• _EXERCISE INSTRUCTIONS_: Show each line of the entries below that contains the word "cleared", copying the whole line.

Start of TASK INPUT

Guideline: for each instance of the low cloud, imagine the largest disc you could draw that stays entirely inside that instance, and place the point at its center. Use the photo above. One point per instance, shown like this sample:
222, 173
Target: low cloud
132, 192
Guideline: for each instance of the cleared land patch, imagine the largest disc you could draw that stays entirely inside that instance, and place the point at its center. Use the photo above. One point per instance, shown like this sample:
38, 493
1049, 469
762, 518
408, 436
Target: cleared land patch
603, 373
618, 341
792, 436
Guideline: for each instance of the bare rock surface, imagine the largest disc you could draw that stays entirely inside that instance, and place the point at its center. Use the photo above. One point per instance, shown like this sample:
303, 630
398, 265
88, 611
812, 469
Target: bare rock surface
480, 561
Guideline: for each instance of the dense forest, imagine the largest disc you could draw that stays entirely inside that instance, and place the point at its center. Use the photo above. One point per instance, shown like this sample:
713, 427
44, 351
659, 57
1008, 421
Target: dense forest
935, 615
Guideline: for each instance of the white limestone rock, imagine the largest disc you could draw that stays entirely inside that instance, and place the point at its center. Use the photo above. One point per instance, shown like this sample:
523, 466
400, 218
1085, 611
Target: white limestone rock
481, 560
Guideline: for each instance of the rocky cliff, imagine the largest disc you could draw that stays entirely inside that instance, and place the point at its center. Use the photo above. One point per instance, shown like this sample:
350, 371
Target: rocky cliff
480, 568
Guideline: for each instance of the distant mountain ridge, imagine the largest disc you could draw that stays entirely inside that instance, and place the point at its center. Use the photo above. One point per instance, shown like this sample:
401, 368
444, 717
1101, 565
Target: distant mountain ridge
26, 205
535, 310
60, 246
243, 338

End of TASK INPUT
Start of TASK INPUT

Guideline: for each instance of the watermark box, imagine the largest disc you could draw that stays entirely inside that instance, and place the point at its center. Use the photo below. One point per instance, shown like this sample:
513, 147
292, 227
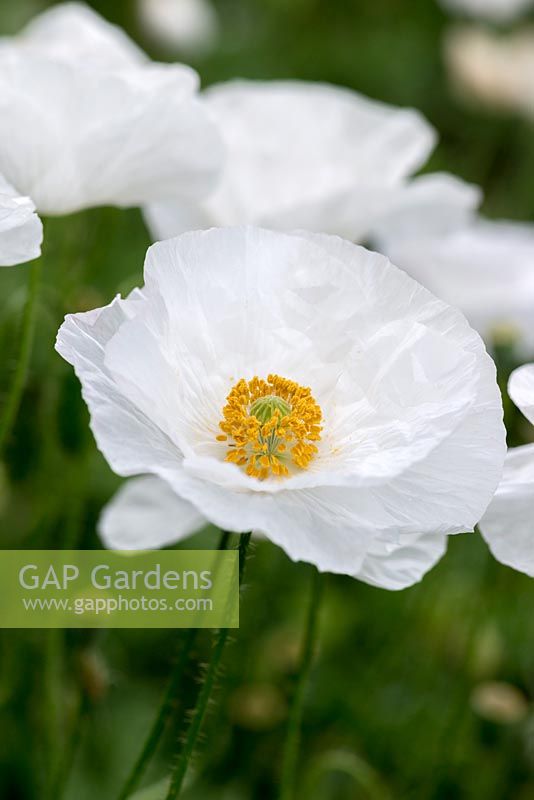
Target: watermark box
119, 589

End of TASK INPUT

• _TASK RESPONSE_:
Guideline: for each instance of the cleared land patch, imagine the largest disc you could draw that stays entirely inside that instance, and place the point at its center. Use the photo above. One point per instance, shown like this sample:
Target: cleared land patch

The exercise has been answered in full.